Brano di lettura:
Cercate del guitar rock che affonda le radici negli anni ’90? Siete fan di Stephen Malkmus e dei Pavement? Adorate la meravigliosa faccia da schiaffi di Matt Sweeney? Ecco un dischetto che fa per voi

Foto: Atiba Jefferson

Ci sono band che vanno ad abbeverarsi alla sacra fonte del rock e buttano giù un sorso o due, altre si sciacquano appena la bocca. Gli Hard Quartet ci vanno per bere alla grande e con tutte e otto le loro labbra. Sono un supergruppo indie composto da spiriti affini che venerdì scorso ha tirato fuori un disco delizioso, irriverente, chitarroso. Da una parte c’è Stephen Malkmus dei Pavement e dei Jicks, dall’altra Matt Sweeney dei Chavez e dei Superwolf. Al loro fianco ci sono Jim White, il mitico batterista dei Dirty Three, ed Emmett Kelly, il bassista di Ty Segall. Con gente del genere non si può sbagliare: sono i Traveling Wilburys dell’etichetta Matador, basta ascoltarli per godersi le vibrazioni che la loro amicizia trasmette.

Righe di dati:
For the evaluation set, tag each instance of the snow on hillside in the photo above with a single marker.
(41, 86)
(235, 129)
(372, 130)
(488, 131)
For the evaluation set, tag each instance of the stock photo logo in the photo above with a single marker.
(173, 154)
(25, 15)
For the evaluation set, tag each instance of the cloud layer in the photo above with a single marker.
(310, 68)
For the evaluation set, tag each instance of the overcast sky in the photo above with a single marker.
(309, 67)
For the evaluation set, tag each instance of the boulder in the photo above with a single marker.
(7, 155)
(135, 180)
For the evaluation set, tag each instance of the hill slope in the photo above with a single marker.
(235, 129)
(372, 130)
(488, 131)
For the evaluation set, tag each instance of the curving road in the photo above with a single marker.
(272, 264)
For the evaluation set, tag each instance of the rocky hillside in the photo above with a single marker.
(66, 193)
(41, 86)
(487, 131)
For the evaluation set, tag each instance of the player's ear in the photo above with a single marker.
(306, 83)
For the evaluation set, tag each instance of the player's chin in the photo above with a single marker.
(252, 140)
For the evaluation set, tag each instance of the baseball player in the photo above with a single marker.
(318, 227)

--

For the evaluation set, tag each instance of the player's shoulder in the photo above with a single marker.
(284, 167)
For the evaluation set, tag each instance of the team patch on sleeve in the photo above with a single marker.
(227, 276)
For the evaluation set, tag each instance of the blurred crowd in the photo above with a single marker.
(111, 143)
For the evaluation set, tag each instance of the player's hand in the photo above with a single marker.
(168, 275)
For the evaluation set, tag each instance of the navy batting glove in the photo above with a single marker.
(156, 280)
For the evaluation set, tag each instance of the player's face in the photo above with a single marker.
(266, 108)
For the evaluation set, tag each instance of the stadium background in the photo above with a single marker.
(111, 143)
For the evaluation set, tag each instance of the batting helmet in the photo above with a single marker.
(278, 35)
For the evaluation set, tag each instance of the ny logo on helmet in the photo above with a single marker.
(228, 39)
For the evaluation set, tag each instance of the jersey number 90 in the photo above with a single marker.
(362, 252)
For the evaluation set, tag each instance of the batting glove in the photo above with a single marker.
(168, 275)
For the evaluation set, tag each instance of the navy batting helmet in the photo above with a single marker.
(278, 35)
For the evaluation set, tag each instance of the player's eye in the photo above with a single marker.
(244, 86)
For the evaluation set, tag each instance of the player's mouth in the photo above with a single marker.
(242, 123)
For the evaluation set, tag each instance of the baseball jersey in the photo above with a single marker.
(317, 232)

Attività da svolgere: Elenca tutti i musicisti che il brano sul supergruppo indica come componenti degli Hard Quartet.

Risposta corretta: Stephen Malkmus, Matt Sweeney, Jim White, Emmett Kelly